* [Document passage]
>> START

Scheme 1 Step-growth polymerizationvia mono-additions of protected monomer.

Scheme 2 Sequence controlled polymerization utilizing allyl alcohol as the monomer precursor.

In the following part, we report our proof-of-concept study to complete a full synthesis cycle (Scheme 3). Poly (methylacrylate) (PMA) was used as a polymer synthesis support, which was prepared through a typical ATRP procedure (details of all the experiments and characterizations are in ESI†). In the first step, The bromide-terminated PMA was reacted with an excess of allyl alcohol, using Cu(0)/CuBr₂/Me₆TREN (tris[2-(dimethylamino)ethyl]amine) as catalyst and MeOH as solvent. The ESI-MS results (Fig. 1) showed the major product (2) of this step was the expected mono-adduct of allyl alcohol and with bromide at the new chain end. The minor peak series in the ESI-MS spectrum corresponded to PMA with the bromide atom replaced by a hydrogen atom at the chain end, likely due to the known chain transfer side reaction of ATRA/ATRP after long reaction time.^13–15 To quantify the yield of the targeted structure, we followed the approach of Matyjaszewski and co-workers,^10,11 and modified the product mixture with trichloroacetyl isocyanate before ¹H NMR analysis, and then used the NMR peaks (Fig. 1) at 4.5 ppm (d), 4.1 ppm (e) and 1.1 ppm (a) to determine that the synthesis efficiency of target structure was more than 80%.

>> END

* [Available data]
>> START

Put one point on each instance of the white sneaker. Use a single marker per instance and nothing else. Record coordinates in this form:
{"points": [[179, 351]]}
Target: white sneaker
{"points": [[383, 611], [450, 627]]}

>> END

* [Tasks for this exercise]
A. In the polymer synthesis passage, reproduce everything from "Scheme 1 Step-growth" down to "the monomer precursor.".
B. According to the polymer synthesis passage, which solvent was used when the bromide-terminated PMA was reacted with allyl alcohol?

* [Task solutions]
A.
Scheme 1 Step-growth polymerizationvia mono-additions of protected monomer.

Scheme 2 Sequence controlled polymerization utilizing allyl alcohol as the monomer precursor.

B. MeOH